What you need to do: Convert the records into a Markdown table with the columns Row and Line. Start at the line containing "For each instance of the chimney", end with the last line of the records, and skip any blank lines.

Pointing dataset records
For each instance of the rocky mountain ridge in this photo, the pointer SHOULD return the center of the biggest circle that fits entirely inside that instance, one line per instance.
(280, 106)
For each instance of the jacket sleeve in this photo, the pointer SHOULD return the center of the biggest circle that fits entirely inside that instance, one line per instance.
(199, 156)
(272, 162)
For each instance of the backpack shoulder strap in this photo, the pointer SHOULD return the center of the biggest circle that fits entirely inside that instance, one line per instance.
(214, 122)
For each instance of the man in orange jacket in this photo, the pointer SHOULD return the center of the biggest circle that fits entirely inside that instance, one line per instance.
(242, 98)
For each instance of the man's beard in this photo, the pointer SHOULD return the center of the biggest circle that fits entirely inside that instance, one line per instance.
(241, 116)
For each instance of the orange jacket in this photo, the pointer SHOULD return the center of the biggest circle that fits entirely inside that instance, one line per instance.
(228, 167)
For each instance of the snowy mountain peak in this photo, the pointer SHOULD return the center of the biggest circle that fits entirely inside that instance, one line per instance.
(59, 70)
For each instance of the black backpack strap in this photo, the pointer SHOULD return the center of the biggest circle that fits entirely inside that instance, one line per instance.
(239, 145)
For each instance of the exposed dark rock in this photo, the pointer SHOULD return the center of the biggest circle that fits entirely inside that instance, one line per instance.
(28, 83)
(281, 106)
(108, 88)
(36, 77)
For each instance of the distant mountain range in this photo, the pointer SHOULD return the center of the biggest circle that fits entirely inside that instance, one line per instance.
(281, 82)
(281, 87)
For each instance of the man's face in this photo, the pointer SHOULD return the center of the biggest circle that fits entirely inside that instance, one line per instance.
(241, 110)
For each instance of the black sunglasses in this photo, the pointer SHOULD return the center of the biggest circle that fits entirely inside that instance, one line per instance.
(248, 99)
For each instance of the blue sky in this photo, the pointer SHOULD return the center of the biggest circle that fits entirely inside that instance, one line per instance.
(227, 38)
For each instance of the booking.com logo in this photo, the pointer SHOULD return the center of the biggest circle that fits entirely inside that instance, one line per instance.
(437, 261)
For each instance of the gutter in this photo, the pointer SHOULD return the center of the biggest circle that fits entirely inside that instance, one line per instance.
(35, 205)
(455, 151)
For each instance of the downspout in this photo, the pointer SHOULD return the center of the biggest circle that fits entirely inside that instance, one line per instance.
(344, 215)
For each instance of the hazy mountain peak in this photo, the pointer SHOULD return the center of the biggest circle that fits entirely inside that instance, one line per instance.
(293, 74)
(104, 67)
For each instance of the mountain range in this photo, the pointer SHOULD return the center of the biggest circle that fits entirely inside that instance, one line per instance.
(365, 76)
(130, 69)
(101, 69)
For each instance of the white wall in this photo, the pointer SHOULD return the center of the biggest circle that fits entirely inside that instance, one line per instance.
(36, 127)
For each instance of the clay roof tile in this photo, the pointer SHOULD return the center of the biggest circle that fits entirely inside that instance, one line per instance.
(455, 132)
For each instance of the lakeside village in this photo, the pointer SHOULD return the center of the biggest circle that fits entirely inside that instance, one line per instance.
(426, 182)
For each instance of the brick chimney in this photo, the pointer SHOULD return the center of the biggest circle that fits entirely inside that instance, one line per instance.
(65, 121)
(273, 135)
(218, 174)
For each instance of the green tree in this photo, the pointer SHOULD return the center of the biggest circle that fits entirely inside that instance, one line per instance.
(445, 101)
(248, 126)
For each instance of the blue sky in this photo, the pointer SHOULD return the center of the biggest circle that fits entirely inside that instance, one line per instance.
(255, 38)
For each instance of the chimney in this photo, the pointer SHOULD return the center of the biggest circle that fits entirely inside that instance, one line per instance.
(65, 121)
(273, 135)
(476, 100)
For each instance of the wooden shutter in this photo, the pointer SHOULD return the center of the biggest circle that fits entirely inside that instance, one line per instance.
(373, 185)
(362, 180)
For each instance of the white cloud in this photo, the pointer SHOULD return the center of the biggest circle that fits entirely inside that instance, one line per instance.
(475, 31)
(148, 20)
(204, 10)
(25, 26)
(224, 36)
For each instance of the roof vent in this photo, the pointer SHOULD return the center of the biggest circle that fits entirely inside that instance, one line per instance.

The completed task:
| Row | Line |
|---|---|
| 1 | For each instance of the chimney in this photo, the pointer SHOULD return the center of the biggest circle that fits entirely inside that instance, one line per instance. |
| 2 | (65, 121) |
| 3 | (273, 135) |
| 4 | (476, 100) |
| 5 | For each instance of the wooden shutter in this photo, the pointer SHOULD return the center of the biggest circle that fits entirely inside that instance, one line per instance. |
| 6 | (373, 185) |
| 7 | (362, 180) |
| 8 | For each instance of the white cloud in this photo, the pointer SHOULD return the center of the biggest circle that fits entirely inside that instance, one line per instance. |
| 9 | (475, 31) |
| 10 | (148, 20) |
| 11 | (204, 10) |
| 12 | (25, 26) |
| 13 | (224, 36) |
| 14 | For each instance of the roof vent in this photo, the pointer SHOULD return the center of the biggest circle that fits entirely inside that instance, one line per instance. |